**PAGE EXCERPT**
----------------------------------------
# Door prizes



## B Rogers

Getting started on a few calls for door prizes for a wild game dinner. Our church holds a wild game dinner as a ministry outreach each spring. Last year I had just started turning but was able to get one duck call made for a door prize. It was a big hit so I'm getting started earlier this year. I'm going to contribute a turkey call, duck call and grunt this year. We ask local big box stores for door prize donations but it's hard to beat a handmade item. I'll post pictures as I progress.

Reactions: Like 8 | EyeCandy! 3 | Way Cool 1


----------



## Tony

Very cool! Think a cutting board would make a good door prize? I might know a guy.........

Reactions: Like 2


----------



## B Rogers

Tony said:


> Very cool! Think a cutting board would make a good door prize? I might know a guy.........


Yes sir. That would be awesome. Everything is greatly appreciated.

Reactions: Like 1


----------



## B Rogers

Sanded with BLO. Gonna let it sit a day or so then slap some CA on. Nice job on the blank @The100road .

Reactions: Like 1 | EyeCandy! 9 | Way Cool 1


----------



## Wildthings

As pretty as that is I'm excited to see it with the CA on it!! Do those 3 for door prizes and then do 3 more as a set and put it up for an auction!!
----------------------------------------
**JOB**
In the door prizes thread, which three calls does B Rogers plan to contribute this year?

**INFORMATION SUPPLIED**
----------------------------------------
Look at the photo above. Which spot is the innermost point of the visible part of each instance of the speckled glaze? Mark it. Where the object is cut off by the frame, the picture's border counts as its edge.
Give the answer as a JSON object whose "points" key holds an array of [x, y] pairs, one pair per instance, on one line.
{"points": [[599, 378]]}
----------------------------------------
**ANSWER TO THIS PROBLEM**
A turkey call, a duck call and a grunt.